## Work order A
According to the passage on agriculture and land in Manufahi, why was the Betano irrigation infrastructure undergoing substantial rehabilitation in the early 2010s?
## Work order B
In the passage on agriculture and land in Manufahi, rewrite the stretch from "The municipality produces" through "potato and cassava.", substituting "sorghum" for "maize".
## Work order C
In the passage on agriculture and land in Manufahi, how much of the catchment's irrigation scheme was functional in 2000?

## Given passage
Content starts
The municipality produces maize in all four of its administrative posts. In the river's lower reaches within the Same administrative post, and especially at Betano, rice production is important. There are irrigated rice paddies in a number of sucos near Same, and also at Betano. In 2000, the catchment's irrigation scheme had a designated area of 2196 ha, of which only 600 ha was functional. As of the early 2010s, the Betano irrigation infrastructure was undergoing substantial rehabilitation, which was intended to facilitate an expansion of the area planted to irrigated rice. Beans, vegetables and fruits were also being produced in the municipality, along with other horticulture crops such as sweet potato and cassava.

Land management and access in Manufahi are based on informal or customary practices. Forms of share cropping and leasing arrangements are negotiated, but there is no significant real estate market. Land is inherited by maternal descent associated with the respective uma lisan (origin groups or clans) who hold traditional jurisdiction. Entitlements to land are transferred from mothers to daughters; men marry out of their uma lisan and cultivate their wives' land, while retaining some responsibilities towards their mother's and sisters' land.
Content ends
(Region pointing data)
Content starts
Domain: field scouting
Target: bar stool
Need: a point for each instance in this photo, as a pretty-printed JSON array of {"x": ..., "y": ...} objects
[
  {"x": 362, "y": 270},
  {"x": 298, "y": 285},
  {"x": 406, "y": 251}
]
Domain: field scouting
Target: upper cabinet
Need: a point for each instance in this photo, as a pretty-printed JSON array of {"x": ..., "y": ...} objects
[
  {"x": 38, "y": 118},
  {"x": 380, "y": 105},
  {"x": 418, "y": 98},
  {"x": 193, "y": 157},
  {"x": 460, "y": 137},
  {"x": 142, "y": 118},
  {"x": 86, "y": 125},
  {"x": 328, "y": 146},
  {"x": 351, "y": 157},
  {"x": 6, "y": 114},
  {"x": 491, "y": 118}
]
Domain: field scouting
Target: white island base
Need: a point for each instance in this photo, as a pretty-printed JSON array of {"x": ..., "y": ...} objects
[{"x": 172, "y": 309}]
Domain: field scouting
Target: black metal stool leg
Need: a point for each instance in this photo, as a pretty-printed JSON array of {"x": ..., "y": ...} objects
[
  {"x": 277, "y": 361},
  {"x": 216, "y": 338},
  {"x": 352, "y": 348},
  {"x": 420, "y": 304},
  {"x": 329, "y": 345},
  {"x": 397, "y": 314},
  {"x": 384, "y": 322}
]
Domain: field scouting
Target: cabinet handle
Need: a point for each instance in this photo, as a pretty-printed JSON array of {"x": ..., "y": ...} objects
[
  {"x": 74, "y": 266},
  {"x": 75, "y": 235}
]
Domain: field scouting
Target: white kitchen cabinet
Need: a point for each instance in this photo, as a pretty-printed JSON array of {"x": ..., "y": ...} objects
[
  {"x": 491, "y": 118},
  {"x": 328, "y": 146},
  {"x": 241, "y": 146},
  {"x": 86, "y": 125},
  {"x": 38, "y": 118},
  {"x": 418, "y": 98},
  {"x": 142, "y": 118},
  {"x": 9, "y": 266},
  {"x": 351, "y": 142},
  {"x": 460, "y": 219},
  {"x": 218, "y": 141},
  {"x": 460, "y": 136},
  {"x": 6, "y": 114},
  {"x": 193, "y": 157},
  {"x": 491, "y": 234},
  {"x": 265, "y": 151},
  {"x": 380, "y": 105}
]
Content ends
## Answer section A
The rehabilitation was intended to facilitate an expansion of the area planted to irrigated rice.

## Answer section B
The municipality produces sorghum in all four of its administrative posts. In the river's lower reaches within the Same administrative post, and especially at Betano, rice production is important. There are irrigated rice paddies in a number of sucos near Same, and also at Betano. In 2000, the catchment's irrigation scheme had a designated area of 2196 ha, of which only 600 ha was functional. As of the early 2010s, the Betano irrigation infrastructure was undergoing substantial rehabilitation, which was intended to facilitate an expansion of the area planted to irrigated rice. Beans, vegetables and fruits were also being produced in the municipality, along with other horticulture crops such as sweet potato and cassava.

## Answer section C
Only 600 ha of the designated 2196 ha was functional.